**Exercise description**
Lay out all the data below as a Markdown table with two columns, Row and Line. Number each row and skip any blank lines.

**Listing**
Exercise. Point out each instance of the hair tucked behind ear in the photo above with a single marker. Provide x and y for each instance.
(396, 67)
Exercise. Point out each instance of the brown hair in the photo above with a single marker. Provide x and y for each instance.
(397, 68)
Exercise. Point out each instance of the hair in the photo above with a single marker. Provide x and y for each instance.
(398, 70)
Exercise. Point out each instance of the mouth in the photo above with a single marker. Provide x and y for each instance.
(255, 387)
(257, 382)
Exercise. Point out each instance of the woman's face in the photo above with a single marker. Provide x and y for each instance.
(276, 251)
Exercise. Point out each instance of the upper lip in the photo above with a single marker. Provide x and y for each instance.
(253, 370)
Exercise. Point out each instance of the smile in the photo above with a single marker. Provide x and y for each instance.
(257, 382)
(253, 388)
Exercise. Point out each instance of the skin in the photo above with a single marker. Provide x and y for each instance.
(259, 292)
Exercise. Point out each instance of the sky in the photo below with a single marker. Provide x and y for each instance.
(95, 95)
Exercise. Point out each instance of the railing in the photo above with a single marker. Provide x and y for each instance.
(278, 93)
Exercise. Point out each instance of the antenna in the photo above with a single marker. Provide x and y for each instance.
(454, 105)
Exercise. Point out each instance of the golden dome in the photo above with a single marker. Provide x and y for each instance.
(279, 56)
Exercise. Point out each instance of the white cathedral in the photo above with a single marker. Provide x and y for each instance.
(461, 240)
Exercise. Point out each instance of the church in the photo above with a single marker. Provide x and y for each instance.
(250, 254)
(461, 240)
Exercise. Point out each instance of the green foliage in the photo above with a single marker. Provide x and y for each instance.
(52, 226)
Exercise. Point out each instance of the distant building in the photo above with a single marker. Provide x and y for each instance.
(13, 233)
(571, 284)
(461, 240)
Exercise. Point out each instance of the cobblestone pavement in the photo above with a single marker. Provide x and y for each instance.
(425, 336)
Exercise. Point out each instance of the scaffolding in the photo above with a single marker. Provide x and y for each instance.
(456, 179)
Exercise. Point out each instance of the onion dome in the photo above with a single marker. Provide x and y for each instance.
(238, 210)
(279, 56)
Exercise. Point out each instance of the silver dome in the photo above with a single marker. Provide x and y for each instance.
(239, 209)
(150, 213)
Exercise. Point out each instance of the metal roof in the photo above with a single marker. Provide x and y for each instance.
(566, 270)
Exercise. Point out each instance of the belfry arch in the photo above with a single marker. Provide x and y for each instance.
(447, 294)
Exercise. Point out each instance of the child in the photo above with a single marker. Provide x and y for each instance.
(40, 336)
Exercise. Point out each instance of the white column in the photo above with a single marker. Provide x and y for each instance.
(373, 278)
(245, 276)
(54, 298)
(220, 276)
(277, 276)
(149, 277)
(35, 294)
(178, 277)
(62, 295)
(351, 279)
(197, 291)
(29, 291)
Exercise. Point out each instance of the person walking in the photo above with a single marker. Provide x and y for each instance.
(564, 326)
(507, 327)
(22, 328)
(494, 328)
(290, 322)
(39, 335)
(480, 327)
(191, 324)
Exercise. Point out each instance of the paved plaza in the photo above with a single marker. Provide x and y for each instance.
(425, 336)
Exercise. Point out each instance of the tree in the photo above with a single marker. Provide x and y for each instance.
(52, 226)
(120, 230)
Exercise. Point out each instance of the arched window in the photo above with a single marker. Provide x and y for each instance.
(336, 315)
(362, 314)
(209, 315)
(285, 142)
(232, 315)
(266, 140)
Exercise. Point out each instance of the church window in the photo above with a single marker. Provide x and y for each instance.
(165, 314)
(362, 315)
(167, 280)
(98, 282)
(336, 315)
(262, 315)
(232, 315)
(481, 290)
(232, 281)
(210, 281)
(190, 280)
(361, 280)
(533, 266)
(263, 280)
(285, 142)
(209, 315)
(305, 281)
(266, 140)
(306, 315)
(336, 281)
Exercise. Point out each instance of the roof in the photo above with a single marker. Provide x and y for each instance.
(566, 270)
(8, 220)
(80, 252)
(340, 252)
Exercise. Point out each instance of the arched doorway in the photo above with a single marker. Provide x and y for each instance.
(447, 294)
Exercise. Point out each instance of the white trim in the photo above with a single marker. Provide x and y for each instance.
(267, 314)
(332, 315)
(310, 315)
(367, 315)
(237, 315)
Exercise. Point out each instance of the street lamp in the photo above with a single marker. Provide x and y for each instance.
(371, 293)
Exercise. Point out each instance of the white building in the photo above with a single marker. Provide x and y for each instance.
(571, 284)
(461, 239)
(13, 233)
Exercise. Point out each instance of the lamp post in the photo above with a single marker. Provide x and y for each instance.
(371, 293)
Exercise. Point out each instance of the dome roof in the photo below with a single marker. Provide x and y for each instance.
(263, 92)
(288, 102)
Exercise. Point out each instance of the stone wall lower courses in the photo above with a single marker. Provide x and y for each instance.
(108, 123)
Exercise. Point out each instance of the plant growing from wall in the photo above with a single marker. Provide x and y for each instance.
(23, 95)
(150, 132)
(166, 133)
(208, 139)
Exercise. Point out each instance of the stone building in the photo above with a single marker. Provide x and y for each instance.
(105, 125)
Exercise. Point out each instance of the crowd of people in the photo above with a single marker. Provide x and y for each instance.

**Exercise output**
| Row | Line |
|---|---|
| 1 | Exercise. Point out each instance of the hair tucked behind ear in the photo above with a single marker. Provide x and y for each instance. |
| 2 | (396, 67) |
| 3 | Exercise. Point out each instance of the brown hair in the photo above with a single marker. Provide x and y for each instance. |
| 4 | (397, 68) |
| 5 | Exercise. Point out each instance of the hair in the photo above with a single marker. Provide x and y for each instance. |
| 6 | (398, 70) |
| 7 | Exercise. Point out each instance of the mouth in the photo above with a single marker. Provide x and y for each instance. |
| 8 | (255, 387) |
| 9 | (257, 382) |
| 10 | Exercise. Point out each instance of the woman's face in the photo above with a single marker. Provide x and y for each instance. |
| 11 | (276, 251) |
| 12 | Exercise. Point out each instance of the upper lip in the photo above with a single marker. Provide x and y for each instance. |
| 13 | (253, 370) |
| 14 | Exercise. Point out each instance of the smile in the photo above with a single marker. Provide x and y for each instance. |
| 15 | (257, 382) |
| 16 | (253, 388) |
| 17 | Exercise. Point out each instance of the skin in the photo above with a single marker. Provide x and y for each instance. |
| 18 | (259, 292) |
| 19 | Exercise. Point out each instance of the sky in the photo below with a single marker. Provide x and y for each instance. |
| 20 | (95, 95) |
| 21 | Exercise. Point out each instance of the railing in the photo above with a single marker. Provide x and y for each instance. |
| 22 | (278, 93) |
| 23 | Exercise. Point out each instance of the antenna in the photo above with a single marker. Provide x and y for each instance. |
| 24 | (454, 105) |
| 25 | Exercise. Point out each instance of the golden dome in the photo above with a single marker. Provide x and y for each instance. |
| 26 | (279, 56) |
| 27 | Exercise. Point out each instance of the white cathedral in the photo above with a single marker. Provide x and y for each instance. |
| 28 | (461, 240) |
| 29 | Exercise. Point out each instance of the church in the photo above with a single marker. Provide x and y for each instance. |
| 30 | (250, 254) |
| 31 | (461, 240) |
| 32 | Exercise. Point out each instance of the green foliage in the photo above with a single marker. Provide x and y for each instance. |
| 33 | (52, 226) |
| 34 | Exercise. Point out each instance of the distant building in the photo above with a single marker. Provide x and y for each instance. |
| 35 | (13, 233) |
| 36 | (571, 284) |
| 37 | (461, 240) |
| 38 | Exercise. Point out each instance of the cobblestone pavement in the photo above with a single marker. Provide x and y for each instance. |
| 39 | (425, 336) |
| 40 | Exercise. Point out each instance of the scaffolding in the photo above with a single marker. Provide x and y for each instance. |
| 41 | (456, 179) |
| 42 | Exercise. Point out each instance of the onion dome in the photo above with a single marker. Provide x and y for each instance. |
| 43 | (238, 210) |
| 44 | (279, 56) |
| 45 | Exercise. Point out each instance of the silver dome in the photo above with a single marker. Provide x and y for each instance. |
| 46 | (239, 209) |
| 47 | (150, 213) |
| 48 | Exercise. Point out each instance of the metal roof in the photo above with a single marker. Provide x and y for each instance. |
| 49 | (566, 270) |
| 50 | Exercise. Point out each instance of the belfry arch in the photo above with a single marker. Provide x and y for each instance. |
| 51 | (447, 294) |
| 52 | Exercise. Point out each instance of the child in the photo above with a single marker. Provide x and y for each instance. |
| 53 | (40, 336) |
| 54 | Exercise. Point out each instance of the white column in the photo above with a single marker. Provide x and y for each instance. |
| 55 | (373, 278) |
| 56 | (245, 276) |
| 57 | (54, 298) |
| 58 | (220, 276) |
| 59 | (277, 276) |
| 60 | (149, 277) |
| 61 | (35, 294) |
| 62 | (178, 277) |
| 63 | (62, 295) |
| 64 | (351, 279) |
| 65 | (197, 291) |
| 66 | (29, 291) |
| 67 | Exercise. Point out each instance of the person walking in the photo above with a single marker. Provide x and y for each instance. |
| 68 | (564, 326) |
| 69 | (507, 327) |
| 70 | (22, 328) |
| 71 | (494, 328) |
| 72 | (290, 322) |
| 73 | (39, 335) |
| 74 | (480, 327) |
| 75 | (191, 324) |
| 76 | Exercise. Point out each instance of the paved plaza in the photo above with a single marker. Provide x and y for each instance. |
| 77 | (425, 336) |
| 78 | Exercise. Point out each instance of the tree in the photo above with a single marker. Provide x and y for each instance. |
| 79 | (52, 226) |
| 80 | (120, 230) |
| 81 | Exercise. Point out each instance of the arched window in the photo above with a single marker. Provide x and y for each instance. |
| 82 | (336, 315) |
| 83 | (362, 314) |
| 84 | (209, 315) |
| 85 | (285, 142) |
| 86 | (232, 315) |
| 87 | (266, 140) |
| 88 | Exercise. Point out each instance of the church window in the photo above with a single marker. Provide x and y for each instance. |
| 89 | (165, 314) |
| 90 | (362, 315) |
| 91 | (167, 280) |
| 92 | (98, 282) |
| 93 | (336, 315) |
| 94 | (262, 315) |
| 95 | (232, 315) |
| 96 | (481, 290) |
| 97 | (232, 281) |
| 98 | (210, 281) |
| 99 | (190, 280) |
| 100 | (361, 280) |
| 101 | (533, 266) |
| 102 | (263, 280) |
| 103 | (285, 142) |
| 104 | (209, 315) |
| 105 | (305, 281) |
| 106 | (266, 140) |
| 107 | (306, 315) |
| 108 | (336, 281) |
| 109 | Exercise. Point out each instance of the roof in the photo above with a single marker. Provide x and y for each instance. |
| 110 | (566, 270) |
| 111 | (8, 220) |
| 112 | (80, 252) |
| 113 | (340, 252) |
| 114 | Exercise. Point out each instance of the arched doorway in the photo above with a single marker. Provide x and y for each instance. |
| 115 | (447, 294) |
| 116 | Exercise. Point out each instance of the white trim in the photo above with a single marker. Provide x and y for each instance. |
| 117 | (267, 314) |
| 118 | (332, 315) |
| 119 | (310, 315) |
| 120 | (367, 315) |
| 121 | (237, 315) |
| 122 | Exercise. Point out each instance of the street lamp in the photo above with a single marker. Provide x and y for each instance. |
| 123 | (371, 293) |
| 124 | Exercise. Point out each instance of the white building in the photo above with a single marker. Provide x and y for each instance. |
| 125 | (571, 284) |
| 126 | (461, 239) |
| 127 | (13, 233) |
| 128 | Exercise. Point out each instance of the lamp post in the photo above with a single marker. Provide x and y for each instance. |
| 129 | (371, 293) |
| 130 | Exercise. Point out each instance of the dome roof in the photo below with a single marker. Provide x and y for each instance. |
| 131 | (263, 92) |
| 132 | (288, 102) |
| 133 | Exercise. Point out each instance of the stone wall lower courses in the photo above with a single marker. Provide x and y for each instance. |
| 134 | (108, 123) |
| 135 | Exercise. Point out each instance of the plant growing from wall in the photo above with a single marker. Provide x and y for each instance. |
| 136 | (23, 95) |
| 137 | (150, 132) |
| 138 | (166, 133) |
| 139 | (208, 139) |
| 140 | Exercise. Point out each instance of the stone building in the photo above with a single marker. Provide x and y for each instance. |
| 141 | (105, 125) |
| 142 | Exercise. Point out each instance of the crowd of people in the photo above with a single marker. Provide x and y for each instance. |